Instructions for the task:
The listing below is to be output in its exact form.

------------------------

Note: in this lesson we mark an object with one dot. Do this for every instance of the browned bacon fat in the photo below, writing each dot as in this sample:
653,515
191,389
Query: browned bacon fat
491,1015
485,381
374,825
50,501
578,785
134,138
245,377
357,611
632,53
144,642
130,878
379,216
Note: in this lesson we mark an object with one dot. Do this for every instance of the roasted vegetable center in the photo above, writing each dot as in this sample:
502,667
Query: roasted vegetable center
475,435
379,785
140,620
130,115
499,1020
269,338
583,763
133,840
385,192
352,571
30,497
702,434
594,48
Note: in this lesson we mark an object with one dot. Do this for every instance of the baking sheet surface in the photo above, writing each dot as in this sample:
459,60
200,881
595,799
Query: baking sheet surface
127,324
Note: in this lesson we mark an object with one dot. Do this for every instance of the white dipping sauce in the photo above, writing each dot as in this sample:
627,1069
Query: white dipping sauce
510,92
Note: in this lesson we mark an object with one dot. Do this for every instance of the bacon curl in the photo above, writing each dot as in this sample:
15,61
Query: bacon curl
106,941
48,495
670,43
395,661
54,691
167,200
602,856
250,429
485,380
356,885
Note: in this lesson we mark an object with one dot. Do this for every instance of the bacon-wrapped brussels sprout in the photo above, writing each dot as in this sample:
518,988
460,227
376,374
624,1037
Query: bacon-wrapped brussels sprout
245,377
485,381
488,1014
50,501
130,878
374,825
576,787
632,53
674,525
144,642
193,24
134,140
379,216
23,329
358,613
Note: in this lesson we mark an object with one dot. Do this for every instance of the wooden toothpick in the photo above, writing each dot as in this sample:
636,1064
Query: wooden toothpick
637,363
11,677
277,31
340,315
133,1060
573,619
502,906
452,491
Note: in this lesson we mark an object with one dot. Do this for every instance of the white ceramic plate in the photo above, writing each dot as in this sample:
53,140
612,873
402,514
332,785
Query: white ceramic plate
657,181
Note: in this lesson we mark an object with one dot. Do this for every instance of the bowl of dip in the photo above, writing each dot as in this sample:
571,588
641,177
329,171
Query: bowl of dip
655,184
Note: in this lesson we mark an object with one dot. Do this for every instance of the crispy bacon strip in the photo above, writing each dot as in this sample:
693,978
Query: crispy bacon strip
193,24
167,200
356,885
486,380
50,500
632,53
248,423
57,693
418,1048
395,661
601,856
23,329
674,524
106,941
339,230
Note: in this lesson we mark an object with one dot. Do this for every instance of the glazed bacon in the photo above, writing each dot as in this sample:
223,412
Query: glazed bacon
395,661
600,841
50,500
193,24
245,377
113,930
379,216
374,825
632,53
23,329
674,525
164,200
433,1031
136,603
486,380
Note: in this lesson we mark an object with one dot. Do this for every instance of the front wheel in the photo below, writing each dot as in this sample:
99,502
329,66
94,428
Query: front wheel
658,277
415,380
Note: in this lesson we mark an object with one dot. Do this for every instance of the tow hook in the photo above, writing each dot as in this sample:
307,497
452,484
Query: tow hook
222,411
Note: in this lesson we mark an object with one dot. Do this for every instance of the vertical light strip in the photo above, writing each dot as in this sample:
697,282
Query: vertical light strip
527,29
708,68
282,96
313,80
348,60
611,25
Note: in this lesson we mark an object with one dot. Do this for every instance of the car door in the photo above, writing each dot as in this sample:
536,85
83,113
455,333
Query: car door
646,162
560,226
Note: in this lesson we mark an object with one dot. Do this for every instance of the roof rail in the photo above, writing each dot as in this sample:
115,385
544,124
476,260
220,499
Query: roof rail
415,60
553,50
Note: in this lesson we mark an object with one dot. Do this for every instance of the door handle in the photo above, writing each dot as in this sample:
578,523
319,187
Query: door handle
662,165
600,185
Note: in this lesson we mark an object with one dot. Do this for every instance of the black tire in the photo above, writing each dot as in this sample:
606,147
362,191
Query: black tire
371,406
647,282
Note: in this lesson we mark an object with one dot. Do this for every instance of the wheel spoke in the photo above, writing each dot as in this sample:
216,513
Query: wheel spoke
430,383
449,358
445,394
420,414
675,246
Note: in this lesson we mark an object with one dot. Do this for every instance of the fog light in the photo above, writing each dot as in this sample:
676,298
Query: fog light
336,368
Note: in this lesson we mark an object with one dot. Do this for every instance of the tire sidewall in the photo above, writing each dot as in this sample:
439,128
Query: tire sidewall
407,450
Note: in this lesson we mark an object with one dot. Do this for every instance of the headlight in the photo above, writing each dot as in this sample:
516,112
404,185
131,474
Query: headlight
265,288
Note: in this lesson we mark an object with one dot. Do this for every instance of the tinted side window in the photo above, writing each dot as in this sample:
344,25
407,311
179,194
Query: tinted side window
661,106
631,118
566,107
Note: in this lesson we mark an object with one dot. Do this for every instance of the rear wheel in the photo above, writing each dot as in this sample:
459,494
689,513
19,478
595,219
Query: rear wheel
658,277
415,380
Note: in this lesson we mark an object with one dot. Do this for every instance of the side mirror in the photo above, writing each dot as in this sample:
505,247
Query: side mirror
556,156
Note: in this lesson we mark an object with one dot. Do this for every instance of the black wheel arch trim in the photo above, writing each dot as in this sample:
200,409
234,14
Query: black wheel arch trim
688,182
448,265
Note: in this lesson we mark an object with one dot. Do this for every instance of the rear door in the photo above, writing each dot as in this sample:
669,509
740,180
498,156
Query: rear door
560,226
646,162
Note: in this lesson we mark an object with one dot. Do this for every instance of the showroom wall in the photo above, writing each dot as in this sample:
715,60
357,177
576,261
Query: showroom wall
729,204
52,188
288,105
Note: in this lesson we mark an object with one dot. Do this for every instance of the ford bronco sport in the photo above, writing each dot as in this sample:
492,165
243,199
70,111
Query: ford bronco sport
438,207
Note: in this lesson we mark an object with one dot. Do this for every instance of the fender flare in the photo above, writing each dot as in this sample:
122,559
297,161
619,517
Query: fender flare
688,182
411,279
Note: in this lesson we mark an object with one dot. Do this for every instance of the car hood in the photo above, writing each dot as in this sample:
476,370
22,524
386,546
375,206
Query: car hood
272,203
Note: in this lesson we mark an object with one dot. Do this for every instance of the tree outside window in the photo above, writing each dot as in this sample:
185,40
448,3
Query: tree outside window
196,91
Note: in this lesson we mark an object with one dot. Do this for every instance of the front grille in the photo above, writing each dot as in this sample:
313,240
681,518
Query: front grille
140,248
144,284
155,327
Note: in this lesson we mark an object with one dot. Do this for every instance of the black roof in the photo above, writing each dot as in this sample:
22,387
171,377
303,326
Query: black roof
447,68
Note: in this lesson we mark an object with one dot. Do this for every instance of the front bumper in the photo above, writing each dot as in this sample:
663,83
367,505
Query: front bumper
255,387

------------------------

Result of the task:
Note: in this lesson we mark an object with one dot. Do this for every instance of the browned bacon fat in the photo below, writing each dot as in this sample:
653,515
191,389
Query: browned bacon fat
491,1015
485,381
374,825
50,501
578,785
134,138
245,377
357,611
632,53
144,642
130,878
379,216
Note: in this lesson we mark an object with one dot. Do this for every instance of the roasted vegetable center in the photo above, writing each dot as in this sample:
502,667
Query: roasted vegetable center
475,435
379,785
140,620
130,115
499,1020
269,338
583,763
133,840
385,192
352,571
30,497
702,434
594,48
Note: in this lesson we mark an object with one dot. Do this for every instance of the baking sheet surface in the photo above, writing each dot as in this sample:
459,60
200,881
595,799
Query: baking sheet surface
127,324
Note: in this lesson we mark an object with one dot. Do this for every instance of the white dipping sauce in the photo above, writing each dot as in this sample:
627,1069
Query: white dipping sauce
510,92
Note: in this lesson we mark an object with one dot. Do this for every instance of the bacon curl in the photo above, writing each dot as in this sample:
15,61
Query: bacon curl
106,941
48,495
670,43
395,661
54,691
167,200
602,856
250,429
485,380
356,885
Note: in this lesson we mark an object with one dot. Do this for every instance of the bacon-wrapped brussels sprout in the photo above, writing each dot as in this sample:
518,988
460,227
376,374
624,1037
Query: bacon-wrapped brussels sprout
245,377
485,381
488,1014
50,501
130,878
374,825
576,787
632,53
674,525
144,642
193,24
134,140
379,216
23,329
358,613
Note: in this lesson we mark an object with one dot. Do this for every instance of the wooden toothpick in the photo above, writing each dot as in this sample:
636,1064
Query: wooden toothpick
637,363
11,677
277,31
340,315
133,1060
573,619
502,906
452,491
Note: in this lesson we mark an object with one dot. Do this for every instance of the white ceramic plate in the photo above, writing each dot as in this sample:
53,140
612,873
402,514
332,785
Query: white ceramic plate
657,181
Note: in this lesson we mark an object with one dot. Do this for every instance of the bowl of dip in the photo above, writing each dot as in this sample:
571,588
641,177
329,171
Query: bowl of dip
655,184
Note: in this lesson we mark an object with one dot. Do this for every instance of the crispy bacon strip in the photo above, writing each dot as in this sample:
693,978
Query: crispy bacon strip
193,24
167,200
356,885
486,380
50,500
632,53
248,423
57,693
418,1048
395,661
601,856
23,329
674,524
106,941
339,230
Note: in this lesson we mark an object with one dot. Do this for every instance of the glazed bacon in the photo above, writing each dot as in this sample:
223,412
Query: glazed bacon
395,661
600,841
50,500
193,24
245,377
113,930
379,216
374,825
632,53
23,329
674,525
164,200
433,1031
136,603
486,380
Note: in this lesson we mark an object with one dot. Do this for every instance of the front wheel in the photo below, writing each dot as in this sample:
99,502
329,66
94,428
Query: front wheel
658,277
415,380
Note: in this lesson we mark an object with one dot. Do this for every instance of the tow hook in the photo above, writing each dot as in this sample:
307,497
452,484
Query: tow hook
222,411
Note: in this lesson we mark an object with one dot. Do this for every instance of the vertical light strip in the photo above, writing each dot as in this sample:
697,282
Query: vertical light strip
527,29
708,68
282,96
313,80
348,60
611,25
Note: in this lesson we mark an object with one dot. Do this for every instance of the car door in the photo above, writing each dot as in this sample:
536,85
83,113
455,333
Query: car door
646,162
560,226
Note: in this lesson we mark an object with one dot. Do this for every instance of the roof rail in the photo above, writing each dot as in this sample:
115,385
544,124
476,260
220,499
Query: roof rail
415,60
553,50
Note: in this lesson we mark an object with one dot. Do this for every instance of the door handle in the photo above, writing each dot as in this sample:
578,523
319,187
Query: door handle
662,165
600,185
Note: in this lesson we mark an object with one dot. Do this for every instance of the black tire in the photo above, writing each dot as in this sample:
606,147
362,191
Query: black tire
371,406
647,282
Note: in this lesson we mark an object with one dot. Do this for every instance of the wheel spoke in the photo above, writing each dot as in this sample:
216,513
Query: wheel spoke
430,383
449,358
445,394
420,414
675,246
Note: in this lesson we mark an object with one dot. Do this for every instance of the fog light in the photo above, writing each dot as in this sample:
676,298
Query: fog light
336,368
Note: in this lesson we mark an object with one dot. Do this for every instance of the tire sidewall in the photo above, writing each dot as in this sample:
439,128
Query: tire sidewall
407,450
Note: in this lesson we mark an object with one dot. Do this for every instance of the headlight in the photo above, writing each dot as in this sample:
516,112
404,185
131,474
Query: headlight
265,288
Note: in this lesson we mark an object with one dot. Do this for every instance of the tinted side window in the photo above, writing each dot as in this sample:
344,25
407,311
179,194
Query: tinted side window
661,106
631,118
566,107
Note: in this lesson we mark an object with one dot. Do this for every instance of the rear wheel in the photo above, writing each dot as in this sample:
459,494
689,513
19,478
595,219
Query: rear wheel
658,277
415,380
Note: in this lesson we mark an object with one dot. Do this for every instance of the side mirror in the photo above, writing each dot as in this sample:
505,247
Query: side mirror
556,156
Note: in this lesson we mark an object with one dot. Do this for every instance of the black wheel arch trim in the photo above, writing each dot as in this sample:
200,409
234,14
Query: black wheel arch trim
688,182
448,265
Note: in this lesson we mark an object with one dot. Do this for every instance of the rear door in the photo above, writing each dot as in this sample:
669,509
740,180
498,156
Query: rear door
560,226
646,162
Note: in this lesson we mark an object with one dot. Do this for every instance of the showroom wall in the photo above, writing each dot as in this sample:
715,60
357,177
576,261
Query: showroom wall
729,204
52,188
288,105
Note: in this lesson we mark an object with one dot. Do this for every instance of the ford bronco sport in the photo above, writing each dot as in this sample:
492,165
243,199
70,111
Query: ford bronco sport
438,207
Note: in this lesson we mark an object with one dot. Do this for every instance of the fender flare in the photo above, writing each dot as in this sample:
122,559
297,161
619,517
Query: fender flare
688,182
411,279
Note: in this lesson we mark an object with one dot. Do this for every instance of the car hood in the photo above, writing each dot as in this sample:
476,370
22,524
386,546
375,206
Query: car hood
272,203
Note: in this lesson we mark an object with one dot. Do this for every instance of the tree outside window in the photo above, writing each dot as in this sample:
185,40
448,3
Query: tree outside window
196,91
Note: in this lesson we mark an object with one dot. Do this for every instance of the front grille in the photo above, writing each dot as in this sample:
313,240
681,518
Query: front grille
140,248
144,284
155,327
Note: in this lesson we mark an object with one dot. Do this for every instance of the black roof in the photo above, writing each dot as in this sample:
22,387
171,377
303,326
Query: black roof
447,68
Note: in this lesson we mark an object with one dot. Do this for every instance of the front bumper in the photo above, writing each dot as in this sample:
663,83
367,505
Query: front bumper
255,387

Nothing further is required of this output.